Excerpt to read:
## BEGIN

= 1934 Cardiganshire County Council election =

1934 Welsh local election

The fifteenth election to Cardiganshire County Council took place in March 1934. It was preceded by the 1931 election and followed by the 1937 election.

==Candidates==
34 of the 50 councillors were returned unopposed and the Rev T. Mason Jones, now aged 75 who had served as chairman of the Council in 1899-1900 was returned unopposed at Devils Bridge. This resulted in fifteen contests, the same number as three years previously Political affiliations did not feature in the election.

==Retiring aldermen==

Eight aldermen retired, of whom only D. Rees Morgan (Bow Street) contested the election. The sitting councillor, Edward James, stood down in his favour.

==Contested elections==

Following the fifteen contests, eleven new members were elected and four siting members defeated, including the Rev E.O. Jenkins who lost at Llandysul to retiring alderman Josiah Jones. Seats were not fought on political lines.

==Outcome==

Very little change took place as a result of an election in which only one sitting member lost his seat.

## END

Provided material:
## BEGIN

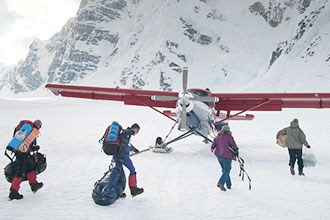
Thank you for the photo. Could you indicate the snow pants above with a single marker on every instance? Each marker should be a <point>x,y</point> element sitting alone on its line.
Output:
<point>296,154</point>
<point>225,164</point>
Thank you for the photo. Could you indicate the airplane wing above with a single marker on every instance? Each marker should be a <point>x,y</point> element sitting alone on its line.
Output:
<point>128,96</point>
<point>270,101</point>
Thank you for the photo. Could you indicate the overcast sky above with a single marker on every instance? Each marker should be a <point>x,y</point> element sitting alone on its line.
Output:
<point>22,21</point>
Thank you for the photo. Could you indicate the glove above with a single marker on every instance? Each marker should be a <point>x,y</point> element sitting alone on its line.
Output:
<point>35,148</point>
<point>236,152</point>
<point>121,160</point>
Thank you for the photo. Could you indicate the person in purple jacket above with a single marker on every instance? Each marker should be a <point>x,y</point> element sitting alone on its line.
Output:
<point>226,150</point>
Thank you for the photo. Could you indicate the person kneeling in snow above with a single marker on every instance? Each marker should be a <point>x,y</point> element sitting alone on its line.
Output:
<point>123,157</point>
<point>226,150</point>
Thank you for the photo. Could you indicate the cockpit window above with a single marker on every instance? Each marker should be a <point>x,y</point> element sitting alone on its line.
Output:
<point>202,93</point>
<point>199,92</point>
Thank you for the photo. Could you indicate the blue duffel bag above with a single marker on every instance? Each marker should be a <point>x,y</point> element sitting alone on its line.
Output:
<point>110,187</point>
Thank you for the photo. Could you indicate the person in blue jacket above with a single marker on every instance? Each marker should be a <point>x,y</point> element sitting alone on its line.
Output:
<point>25,167</point>
<point>226,150</point>
<point>123,157</point>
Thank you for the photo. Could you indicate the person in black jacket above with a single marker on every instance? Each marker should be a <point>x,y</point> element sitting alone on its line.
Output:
<point>123,157</point>
<point>25,165</point>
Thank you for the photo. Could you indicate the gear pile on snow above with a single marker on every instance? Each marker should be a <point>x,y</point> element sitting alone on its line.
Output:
<point>110,187</point>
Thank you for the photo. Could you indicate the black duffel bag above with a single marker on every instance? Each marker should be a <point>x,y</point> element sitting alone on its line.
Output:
<point>38,166</point>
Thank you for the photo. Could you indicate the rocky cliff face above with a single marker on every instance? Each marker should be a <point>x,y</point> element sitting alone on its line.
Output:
<point>145,44</point>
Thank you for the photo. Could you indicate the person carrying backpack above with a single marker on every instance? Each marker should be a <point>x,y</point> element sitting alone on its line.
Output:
<point>122,156</point>
<point>296,138</point>
<point>226,150</point>
<point>24,158</point>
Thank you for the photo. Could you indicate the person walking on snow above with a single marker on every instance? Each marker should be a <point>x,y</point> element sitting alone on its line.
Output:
<point>25,166</point>
<point>226,150</point>
<point>123,157</point>
<point>295,141</point>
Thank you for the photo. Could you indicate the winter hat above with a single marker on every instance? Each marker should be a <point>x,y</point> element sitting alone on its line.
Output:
<point>37,123</point>
<point>294,123</point>
<point>225,128</point>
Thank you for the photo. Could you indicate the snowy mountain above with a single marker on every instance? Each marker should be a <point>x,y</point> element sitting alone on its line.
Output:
<point>252,45</point>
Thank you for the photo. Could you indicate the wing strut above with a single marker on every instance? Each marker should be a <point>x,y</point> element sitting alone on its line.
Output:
<point>153,108</point>
<point>245,110</point>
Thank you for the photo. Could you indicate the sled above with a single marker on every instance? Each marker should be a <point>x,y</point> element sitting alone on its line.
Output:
<point>164,149</point>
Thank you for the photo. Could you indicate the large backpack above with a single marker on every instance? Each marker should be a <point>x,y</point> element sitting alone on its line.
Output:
<point>110,187</point>
<point>111,139</point>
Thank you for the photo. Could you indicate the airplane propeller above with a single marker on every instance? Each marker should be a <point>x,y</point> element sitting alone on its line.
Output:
<point>184,99</point>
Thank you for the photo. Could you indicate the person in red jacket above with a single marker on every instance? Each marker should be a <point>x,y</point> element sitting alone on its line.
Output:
<point>25,166</point>
<point>226,150</point>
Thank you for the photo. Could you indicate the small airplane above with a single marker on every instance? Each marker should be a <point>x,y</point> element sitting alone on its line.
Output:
<point>197,111</point>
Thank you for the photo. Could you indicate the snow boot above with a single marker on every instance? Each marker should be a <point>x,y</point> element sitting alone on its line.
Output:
<point>132,185</point>
<point>221,187</point>
<point>292,171</point>
<point>135,190</point>
<point>36,186</point>
<point>14,195</point>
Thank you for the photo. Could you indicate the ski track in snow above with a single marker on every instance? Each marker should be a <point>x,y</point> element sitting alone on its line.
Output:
<point>179,185</point>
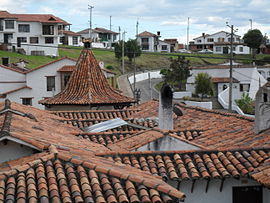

## END

Goal of the exercise:
In two sentences, how would you sum up the article on the 1934 Cardiganshire County Council election?

Solution to this problem:
The fifteenth election to Cardiganshire County Council took place in March 1934, after the 1931 election and before the 1937 one. Political affiliations did not feature, and many councillors were returned unopposed, among them the Rev T. Mason Jones at Devils Bridge.